**Do this:**
Go to the line that contains "Formation-chart tagging: label the wheel" and extract it along with every line after it, exactly, through the end of the data below.

— START Dataset content —

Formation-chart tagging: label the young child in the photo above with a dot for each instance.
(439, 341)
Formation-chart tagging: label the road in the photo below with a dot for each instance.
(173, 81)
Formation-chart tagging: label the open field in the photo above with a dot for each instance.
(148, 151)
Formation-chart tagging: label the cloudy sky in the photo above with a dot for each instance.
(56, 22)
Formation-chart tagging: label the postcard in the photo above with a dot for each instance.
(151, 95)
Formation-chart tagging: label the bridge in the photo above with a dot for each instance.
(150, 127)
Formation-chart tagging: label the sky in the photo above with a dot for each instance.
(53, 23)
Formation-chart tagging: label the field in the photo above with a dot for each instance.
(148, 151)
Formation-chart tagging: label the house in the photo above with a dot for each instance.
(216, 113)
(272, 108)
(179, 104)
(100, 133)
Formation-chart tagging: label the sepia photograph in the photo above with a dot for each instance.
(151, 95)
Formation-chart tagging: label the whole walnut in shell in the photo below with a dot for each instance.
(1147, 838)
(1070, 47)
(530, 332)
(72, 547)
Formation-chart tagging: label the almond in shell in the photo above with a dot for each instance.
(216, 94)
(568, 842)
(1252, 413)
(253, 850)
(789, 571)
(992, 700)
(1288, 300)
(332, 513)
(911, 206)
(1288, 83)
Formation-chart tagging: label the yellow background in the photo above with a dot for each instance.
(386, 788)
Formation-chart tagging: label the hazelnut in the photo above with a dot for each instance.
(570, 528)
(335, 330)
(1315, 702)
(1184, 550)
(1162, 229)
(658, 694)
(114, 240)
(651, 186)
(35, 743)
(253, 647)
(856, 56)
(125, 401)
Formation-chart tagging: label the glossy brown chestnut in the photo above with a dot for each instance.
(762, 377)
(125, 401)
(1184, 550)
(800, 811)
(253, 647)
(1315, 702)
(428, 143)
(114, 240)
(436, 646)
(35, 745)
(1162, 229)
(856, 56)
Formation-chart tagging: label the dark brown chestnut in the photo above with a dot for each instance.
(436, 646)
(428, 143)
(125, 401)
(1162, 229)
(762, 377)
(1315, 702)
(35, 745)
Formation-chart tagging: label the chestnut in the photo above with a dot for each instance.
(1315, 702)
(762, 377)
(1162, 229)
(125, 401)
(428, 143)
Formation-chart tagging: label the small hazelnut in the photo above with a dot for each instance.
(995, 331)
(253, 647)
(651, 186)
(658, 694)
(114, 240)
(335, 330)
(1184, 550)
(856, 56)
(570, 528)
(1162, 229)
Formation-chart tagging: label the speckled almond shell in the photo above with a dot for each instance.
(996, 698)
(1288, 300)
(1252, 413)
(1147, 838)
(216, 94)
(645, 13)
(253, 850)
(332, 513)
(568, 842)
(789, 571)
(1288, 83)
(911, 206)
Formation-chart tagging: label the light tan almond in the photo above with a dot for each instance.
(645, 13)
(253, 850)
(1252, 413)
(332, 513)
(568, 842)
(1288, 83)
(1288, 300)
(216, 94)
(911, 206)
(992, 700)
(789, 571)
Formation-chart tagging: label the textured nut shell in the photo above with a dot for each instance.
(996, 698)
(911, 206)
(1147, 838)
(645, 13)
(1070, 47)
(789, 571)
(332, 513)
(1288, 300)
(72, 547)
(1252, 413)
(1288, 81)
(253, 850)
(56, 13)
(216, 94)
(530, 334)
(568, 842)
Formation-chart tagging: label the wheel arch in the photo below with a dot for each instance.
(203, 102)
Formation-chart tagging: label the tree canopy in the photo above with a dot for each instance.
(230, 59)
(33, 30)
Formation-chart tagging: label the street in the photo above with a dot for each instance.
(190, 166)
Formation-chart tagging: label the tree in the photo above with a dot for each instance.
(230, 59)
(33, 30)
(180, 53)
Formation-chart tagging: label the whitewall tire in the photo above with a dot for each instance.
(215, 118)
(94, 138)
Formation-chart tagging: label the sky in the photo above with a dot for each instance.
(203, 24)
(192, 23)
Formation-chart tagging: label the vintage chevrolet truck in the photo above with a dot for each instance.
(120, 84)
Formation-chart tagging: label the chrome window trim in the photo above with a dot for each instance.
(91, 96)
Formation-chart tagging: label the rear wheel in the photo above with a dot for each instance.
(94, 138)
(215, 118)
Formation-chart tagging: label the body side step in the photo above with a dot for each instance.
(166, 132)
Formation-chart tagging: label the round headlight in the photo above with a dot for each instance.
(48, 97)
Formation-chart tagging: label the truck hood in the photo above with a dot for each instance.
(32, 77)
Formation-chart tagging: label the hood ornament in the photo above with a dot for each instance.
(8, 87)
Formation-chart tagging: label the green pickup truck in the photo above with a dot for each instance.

— END Dataset content —

**Solution for this problem:**
Formation-chart tagging: label the wheel arch in the photo below with a dot for each instance.
(203, 102)
Formation-chart tagging: label the tree canopy in the photo above with a dot for each instance.
(230, 59)
(33, 30)
Formation-chart tagging: label the street in the photo above with a dot for each instance.
(190, 166)
Formation-chart tagging: label the tree in the photo above with a dot for each instance.
(230, 59)
(33, 30)
(180, 53)
Formation-chart tagging: label the whitewall tire in the photo above with a dot for each instance.
(215, 118)
(94, 138)
Formation-chart tagging: label the sky in the photo above with a dot for each instance.
(203, 24)
(192, 23)
Formation-chart tagging: label the vintage chevrolet truck in the photo above with a dot for each instance.
(120, 84)
Formation-chart tagging: label the chrome window trim in the photo above with a dot for each instance.
(91, 96)
Formation-chart tagging: label the rear wheel in the photo above with a dot for each instance.
(94, 138)
(215, 118)
Formation-chart tagging: label the body side step in the photo above with a dot for each instance.
(166, 132)
Formation-chart tagging: label the round headlight in the photo above with a dot for each instance.
(48, 97)
Formation-chart tagging: label the truck hood in the photo above with a dot for each instance.
(32, 77)
Formation-chart tagging: label the hood ornament in the photo above with a dot for each instance.
(8, 87)
Formation-chart tagging: label the green pickup truck in the photo above with a dot for each instance.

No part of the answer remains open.